"""
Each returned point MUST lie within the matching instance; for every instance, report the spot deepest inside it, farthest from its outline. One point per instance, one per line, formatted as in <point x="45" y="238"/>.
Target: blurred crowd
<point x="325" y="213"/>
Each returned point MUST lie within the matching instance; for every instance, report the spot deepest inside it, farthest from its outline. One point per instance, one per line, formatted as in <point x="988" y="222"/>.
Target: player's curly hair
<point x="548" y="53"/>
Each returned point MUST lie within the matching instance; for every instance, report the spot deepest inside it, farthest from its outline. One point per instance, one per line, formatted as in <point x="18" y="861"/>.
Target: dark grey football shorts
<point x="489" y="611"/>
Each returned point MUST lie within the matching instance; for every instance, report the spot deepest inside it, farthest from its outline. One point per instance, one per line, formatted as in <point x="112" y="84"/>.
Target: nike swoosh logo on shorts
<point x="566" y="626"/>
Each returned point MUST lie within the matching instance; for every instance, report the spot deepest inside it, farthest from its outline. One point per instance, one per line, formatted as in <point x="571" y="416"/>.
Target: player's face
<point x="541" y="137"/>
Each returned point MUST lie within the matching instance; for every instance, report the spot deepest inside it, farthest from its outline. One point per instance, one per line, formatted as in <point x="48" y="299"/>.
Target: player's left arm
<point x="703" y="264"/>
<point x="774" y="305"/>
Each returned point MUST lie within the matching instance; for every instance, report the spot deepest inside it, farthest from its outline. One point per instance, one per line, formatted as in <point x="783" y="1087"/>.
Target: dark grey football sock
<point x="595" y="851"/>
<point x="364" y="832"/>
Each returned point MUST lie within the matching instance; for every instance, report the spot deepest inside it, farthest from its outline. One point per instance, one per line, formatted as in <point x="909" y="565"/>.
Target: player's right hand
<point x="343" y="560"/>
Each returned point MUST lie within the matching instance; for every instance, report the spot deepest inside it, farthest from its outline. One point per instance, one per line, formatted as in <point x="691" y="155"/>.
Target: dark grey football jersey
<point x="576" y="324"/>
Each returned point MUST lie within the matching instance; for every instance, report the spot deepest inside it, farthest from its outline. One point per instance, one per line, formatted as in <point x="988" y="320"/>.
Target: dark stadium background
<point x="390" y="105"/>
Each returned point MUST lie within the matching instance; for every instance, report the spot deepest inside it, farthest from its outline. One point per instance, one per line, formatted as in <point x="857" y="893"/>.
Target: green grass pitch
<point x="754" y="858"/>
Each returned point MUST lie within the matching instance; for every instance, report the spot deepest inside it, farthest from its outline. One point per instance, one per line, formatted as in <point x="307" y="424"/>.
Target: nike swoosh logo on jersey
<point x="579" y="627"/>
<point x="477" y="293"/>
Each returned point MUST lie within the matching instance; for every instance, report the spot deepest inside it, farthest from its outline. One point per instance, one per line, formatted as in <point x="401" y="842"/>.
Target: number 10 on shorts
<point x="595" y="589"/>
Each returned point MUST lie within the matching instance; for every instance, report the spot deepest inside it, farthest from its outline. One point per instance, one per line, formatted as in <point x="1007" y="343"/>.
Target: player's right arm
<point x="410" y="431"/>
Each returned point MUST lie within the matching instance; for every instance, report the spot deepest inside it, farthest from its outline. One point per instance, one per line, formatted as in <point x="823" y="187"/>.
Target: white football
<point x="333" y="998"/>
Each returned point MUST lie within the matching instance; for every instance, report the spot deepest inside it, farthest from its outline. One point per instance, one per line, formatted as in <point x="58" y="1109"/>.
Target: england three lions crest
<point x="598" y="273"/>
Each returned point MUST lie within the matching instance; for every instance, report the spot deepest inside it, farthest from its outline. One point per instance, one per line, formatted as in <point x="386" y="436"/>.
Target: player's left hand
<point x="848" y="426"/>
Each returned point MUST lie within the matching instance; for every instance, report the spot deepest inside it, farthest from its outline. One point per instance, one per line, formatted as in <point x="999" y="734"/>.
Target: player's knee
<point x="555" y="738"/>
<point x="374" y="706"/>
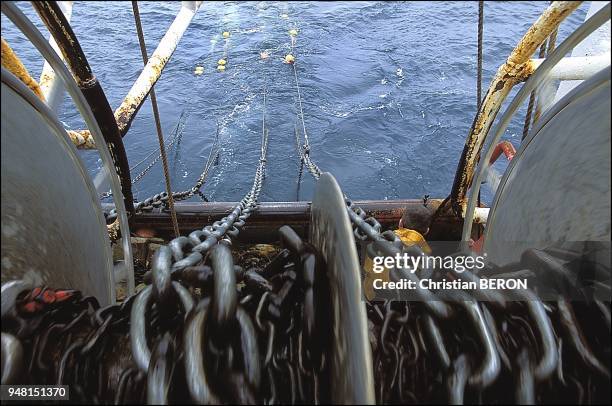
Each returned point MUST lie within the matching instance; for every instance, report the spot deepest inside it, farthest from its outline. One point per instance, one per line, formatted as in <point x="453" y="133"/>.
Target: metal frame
<point x="51" y="120"/>
<point x="41" y="44"/>
<point x="125" y="113"/>
<point x="515" y="70"/>
<point x="538" y="77"/>
<point x="57" y="24"/>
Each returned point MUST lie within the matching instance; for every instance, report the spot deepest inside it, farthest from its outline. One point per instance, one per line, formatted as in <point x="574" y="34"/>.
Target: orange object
<point x="506" y="147"/>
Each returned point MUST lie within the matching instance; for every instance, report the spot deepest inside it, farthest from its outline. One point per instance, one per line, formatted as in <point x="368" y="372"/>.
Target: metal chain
<point x="177" y="135"/>
<point x="161" y="198"/>
<point x="276" y="359"/>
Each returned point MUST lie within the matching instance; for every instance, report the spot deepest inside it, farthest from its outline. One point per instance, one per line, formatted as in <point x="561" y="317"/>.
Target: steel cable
<point x="160" y="136"/>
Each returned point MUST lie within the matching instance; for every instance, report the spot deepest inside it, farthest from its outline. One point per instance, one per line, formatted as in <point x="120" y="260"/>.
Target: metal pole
<point x="60" y="29"/>
<point x="51" y="88"/>
<point x="576" y="37"/>
<point x="509" y="74"/>
<point x="160" y="135"/>
<point x="154" y="67"/>
<point x="82" y="104"/>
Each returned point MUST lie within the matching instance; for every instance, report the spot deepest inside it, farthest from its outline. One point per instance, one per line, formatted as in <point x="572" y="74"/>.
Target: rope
<point x="160" y="136"/>
<point x="297" y="86"/>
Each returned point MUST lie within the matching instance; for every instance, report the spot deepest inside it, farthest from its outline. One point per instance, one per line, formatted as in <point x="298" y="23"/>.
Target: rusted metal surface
<point x="74" y="56"/>
<point x="153" y="69"/>
<point x="269" y="216"/>
<point x="80" y="140"/>
<point x="125" y="113"/>
<point x="516" y="69"/>
<point x="52" y="89"/>
<point x="11" y="61"/>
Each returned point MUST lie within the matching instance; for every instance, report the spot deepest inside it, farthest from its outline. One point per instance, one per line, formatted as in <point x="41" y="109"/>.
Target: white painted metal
<point x="596" y="21"/>
<point x="577" y="67"/>
<point x="481" y="215"/>
<point x="36" y="38"/>
<point x="52" y="89"/>
<point x="152" y="71"/>
<point x="557" y="187"/>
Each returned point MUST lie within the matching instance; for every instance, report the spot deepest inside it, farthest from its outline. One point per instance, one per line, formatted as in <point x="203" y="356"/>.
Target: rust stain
<point x="11" y="61"/>
<point x="516" y="69"/>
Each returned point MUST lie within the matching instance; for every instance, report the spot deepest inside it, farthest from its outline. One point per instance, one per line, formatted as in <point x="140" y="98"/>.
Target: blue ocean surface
<point x="388" y="89"/>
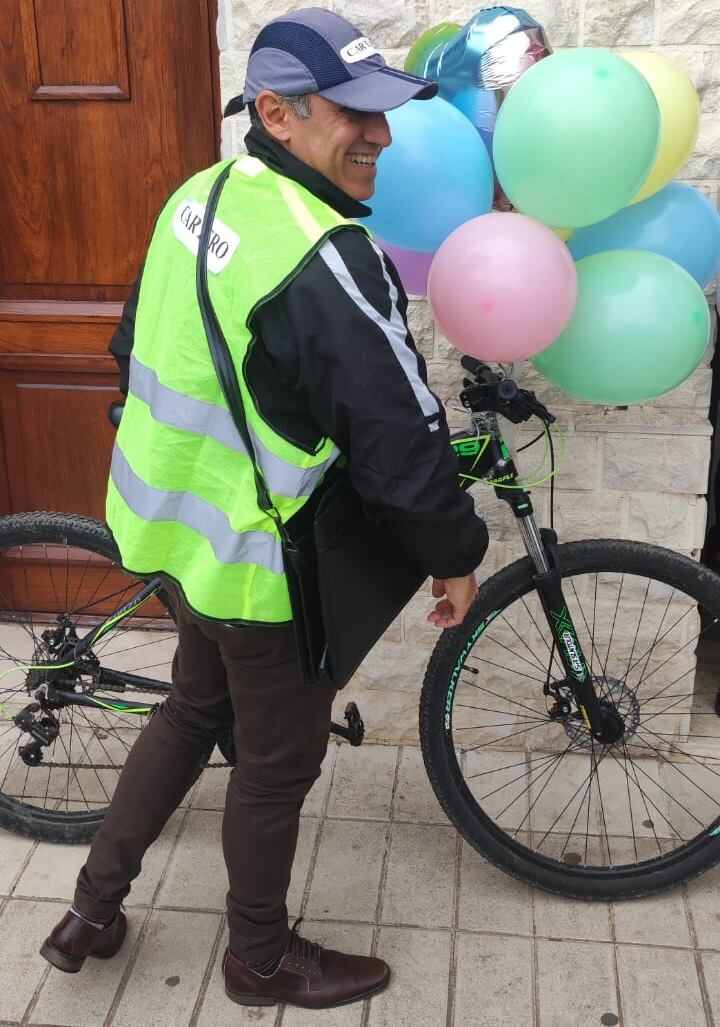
"""
■ The request ■
Pull out each line of the records above that contains the word "jersey", and list those lines in the order they appear.

■ Final answer ■
Target: dark grey football jersey
Target: nike swoosh logo on jersey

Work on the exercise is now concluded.